> [EXERCISE DESCRIPTION]:
The answer must be every line of the records in which the string "below" appears.

> [EXCERPTED RECORDS]:
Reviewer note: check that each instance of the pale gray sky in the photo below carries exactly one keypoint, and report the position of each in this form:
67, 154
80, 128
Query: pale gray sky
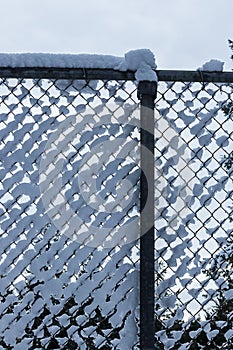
183, 34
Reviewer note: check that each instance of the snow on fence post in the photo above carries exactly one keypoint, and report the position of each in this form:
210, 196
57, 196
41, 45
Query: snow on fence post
147, 93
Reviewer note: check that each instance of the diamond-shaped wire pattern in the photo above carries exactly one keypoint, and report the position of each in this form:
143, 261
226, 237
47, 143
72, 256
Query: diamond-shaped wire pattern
194, 280
59, 291
72, 289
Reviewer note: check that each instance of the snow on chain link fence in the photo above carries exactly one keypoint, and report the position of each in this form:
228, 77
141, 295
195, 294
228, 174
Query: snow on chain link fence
70, 213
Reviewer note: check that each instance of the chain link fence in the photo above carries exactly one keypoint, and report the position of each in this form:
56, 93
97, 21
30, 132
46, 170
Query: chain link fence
194, 300
70, 213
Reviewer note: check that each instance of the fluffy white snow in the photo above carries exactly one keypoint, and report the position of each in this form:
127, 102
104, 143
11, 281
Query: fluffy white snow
141, 61
212, 66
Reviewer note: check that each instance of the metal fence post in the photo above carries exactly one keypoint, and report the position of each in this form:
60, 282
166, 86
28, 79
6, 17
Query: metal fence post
147, 94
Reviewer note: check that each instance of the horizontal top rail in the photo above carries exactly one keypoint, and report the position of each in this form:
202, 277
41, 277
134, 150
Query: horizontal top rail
111, 74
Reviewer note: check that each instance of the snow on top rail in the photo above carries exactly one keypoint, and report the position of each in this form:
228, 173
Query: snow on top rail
141, 62
100, 67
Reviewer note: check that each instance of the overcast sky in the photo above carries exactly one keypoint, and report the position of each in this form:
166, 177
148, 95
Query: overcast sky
183, 34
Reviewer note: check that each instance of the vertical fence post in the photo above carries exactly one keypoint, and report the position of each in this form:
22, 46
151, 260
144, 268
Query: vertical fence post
147, 94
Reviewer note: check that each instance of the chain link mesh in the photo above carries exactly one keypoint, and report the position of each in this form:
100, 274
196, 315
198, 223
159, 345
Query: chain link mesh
58, 292
194, 300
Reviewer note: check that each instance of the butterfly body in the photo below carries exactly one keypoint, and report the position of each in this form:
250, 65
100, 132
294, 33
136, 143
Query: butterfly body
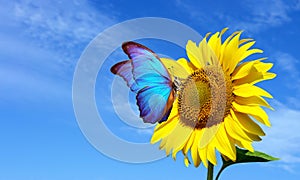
146, 76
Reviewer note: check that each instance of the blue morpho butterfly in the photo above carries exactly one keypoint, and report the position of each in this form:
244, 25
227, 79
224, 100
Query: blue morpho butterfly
148, 77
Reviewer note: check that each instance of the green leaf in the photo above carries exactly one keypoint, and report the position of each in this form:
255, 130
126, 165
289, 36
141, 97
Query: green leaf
245, 156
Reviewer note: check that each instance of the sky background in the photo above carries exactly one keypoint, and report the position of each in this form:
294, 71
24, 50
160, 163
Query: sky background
41, 43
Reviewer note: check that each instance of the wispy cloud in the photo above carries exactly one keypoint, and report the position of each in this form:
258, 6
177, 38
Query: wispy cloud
41, 42
262, 15
288, 73
65, 31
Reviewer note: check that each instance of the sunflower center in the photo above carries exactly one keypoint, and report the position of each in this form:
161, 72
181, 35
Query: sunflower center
205, 97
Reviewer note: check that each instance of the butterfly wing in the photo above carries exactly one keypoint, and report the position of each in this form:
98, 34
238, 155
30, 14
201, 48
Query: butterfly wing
124, 69
146, 75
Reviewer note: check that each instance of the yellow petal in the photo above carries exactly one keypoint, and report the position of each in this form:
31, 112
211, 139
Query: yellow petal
215, 43
250, 52
252, 100
229, 52
263, 67
255, 111
225, 143
164, 130
194, 149
254, 78
208, 135
247, 123
178, 137
186, 161
242, 41
211, 154
175, 68
238, 56
244, 69
189, 143
248, 90
235, 131
187, 65
194, 54
246, 145
203, 156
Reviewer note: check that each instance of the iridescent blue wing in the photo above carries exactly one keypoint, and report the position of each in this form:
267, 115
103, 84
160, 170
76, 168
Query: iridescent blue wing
146, 75
124, 69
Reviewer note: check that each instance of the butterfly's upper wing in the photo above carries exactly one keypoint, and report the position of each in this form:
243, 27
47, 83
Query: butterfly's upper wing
146, 75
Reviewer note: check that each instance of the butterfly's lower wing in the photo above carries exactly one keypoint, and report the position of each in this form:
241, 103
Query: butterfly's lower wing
155, 102
146, 75
124, 69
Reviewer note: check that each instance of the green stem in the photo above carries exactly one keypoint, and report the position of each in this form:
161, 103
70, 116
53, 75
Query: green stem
210, 171
219, 173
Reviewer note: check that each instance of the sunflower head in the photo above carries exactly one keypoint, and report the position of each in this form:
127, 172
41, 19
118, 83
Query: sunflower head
217, 105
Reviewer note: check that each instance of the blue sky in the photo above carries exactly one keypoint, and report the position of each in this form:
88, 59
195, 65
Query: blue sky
41, 43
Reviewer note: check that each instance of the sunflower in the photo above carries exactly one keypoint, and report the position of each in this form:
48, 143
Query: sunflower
217, 103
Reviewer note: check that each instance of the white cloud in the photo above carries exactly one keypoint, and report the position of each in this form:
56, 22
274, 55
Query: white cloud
287, 63
41, 42
283, 138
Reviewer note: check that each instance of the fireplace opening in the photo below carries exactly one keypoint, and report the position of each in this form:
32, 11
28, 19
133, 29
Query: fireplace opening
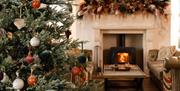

> [THE ANSWER]:
Reviewer note: check that each instance of the pale gray sky in the photo below carries exactly one keypoint, and report the position of each in this form:
Reviewer note: check that each instance of the butterfly body in the photo below carries exactly one keypoint, and report the position of each in this form:
Reviewer note: check that each instance of the fireplace opening in the photo below carries exactly one keypoint, and report the position of each in this form:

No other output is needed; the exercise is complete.